__Records for the exercise__
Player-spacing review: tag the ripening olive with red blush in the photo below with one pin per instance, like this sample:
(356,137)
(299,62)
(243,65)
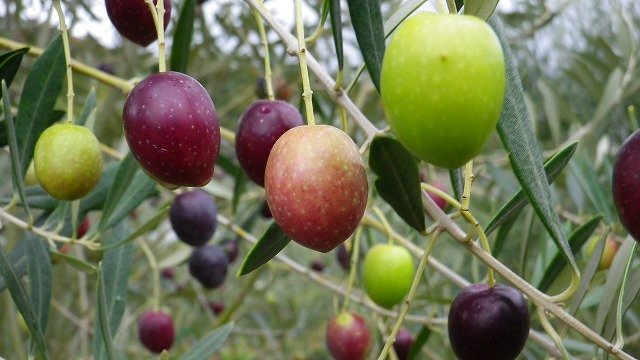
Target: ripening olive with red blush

__Assigned task__
Restate the material word for word, minus pictures.

__Task answer__
Player-spacing review: tag the ripening olive with red blush in the photo below with one pin per instance, like this sample:
(356,137)
(299,62)
(243,65)
Target: ripening olive with red blush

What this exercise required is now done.